» **TRY IT**:
Output only the lines of the entries that follow, starting at the one with "Target: grass patch" and running down to the one with "Locate the number", both included and unchanged.

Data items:
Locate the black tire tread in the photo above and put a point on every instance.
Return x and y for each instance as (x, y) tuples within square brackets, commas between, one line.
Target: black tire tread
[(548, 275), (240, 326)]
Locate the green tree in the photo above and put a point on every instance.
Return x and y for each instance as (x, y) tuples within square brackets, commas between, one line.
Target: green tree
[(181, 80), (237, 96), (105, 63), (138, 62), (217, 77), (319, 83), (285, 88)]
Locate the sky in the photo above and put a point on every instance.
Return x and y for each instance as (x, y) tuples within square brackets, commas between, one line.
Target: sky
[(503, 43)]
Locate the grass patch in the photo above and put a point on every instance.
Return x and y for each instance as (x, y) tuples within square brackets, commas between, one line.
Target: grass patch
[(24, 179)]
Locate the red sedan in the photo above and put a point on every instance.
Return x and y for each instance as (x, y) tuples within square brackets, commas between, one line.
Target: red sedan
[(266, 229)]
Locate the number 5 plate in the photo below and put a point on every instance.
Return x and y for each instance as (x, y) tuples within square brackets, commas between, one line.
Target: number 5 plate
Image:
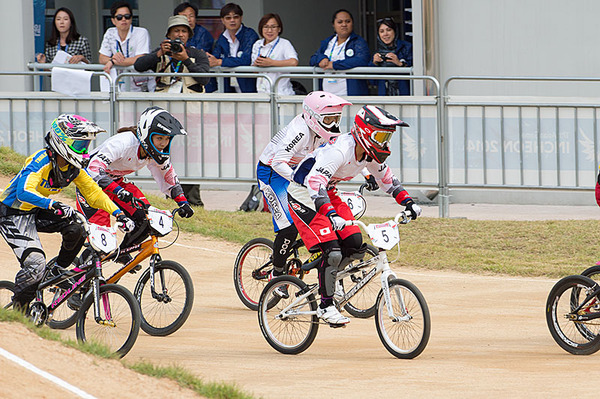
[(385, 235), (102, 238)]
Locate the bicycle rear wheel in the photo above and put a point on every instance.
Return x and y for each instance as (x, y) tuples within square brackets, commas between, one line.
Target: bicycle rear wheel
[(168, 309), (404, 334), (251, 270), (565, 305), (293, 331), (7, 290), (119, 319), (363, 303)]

--

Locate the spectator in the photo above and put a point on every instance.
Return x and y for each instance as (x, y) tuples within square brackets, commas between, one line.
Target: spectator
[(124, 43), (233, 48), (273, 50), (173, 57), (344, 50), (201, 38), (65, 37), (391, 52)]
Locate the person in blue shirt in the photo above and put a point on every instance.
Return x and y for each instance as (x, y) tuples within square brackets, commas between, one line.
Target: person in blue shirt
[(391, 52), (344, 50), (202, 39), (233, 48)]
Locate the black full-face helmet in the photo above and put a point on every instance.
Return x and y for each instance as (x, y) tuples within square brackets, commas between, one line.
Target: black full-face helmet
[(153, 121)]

...

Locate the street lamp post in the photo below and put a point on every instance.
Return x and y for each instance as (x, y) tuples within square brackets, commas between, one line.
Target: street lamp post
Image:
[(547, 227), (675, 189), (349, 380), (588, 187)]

» **RESULT FOR THIS TASK**:
Target: grass patch
[(24, 179)]
Locate the red sedan in the photo above and put a point on every instance.
Return x and y for each instance as (x, y) tuples within square brackets, commas between, one line.
Target: red sedan
[(266, 229)]
Locate the number 5 plate in the photo below and put a point on every instance.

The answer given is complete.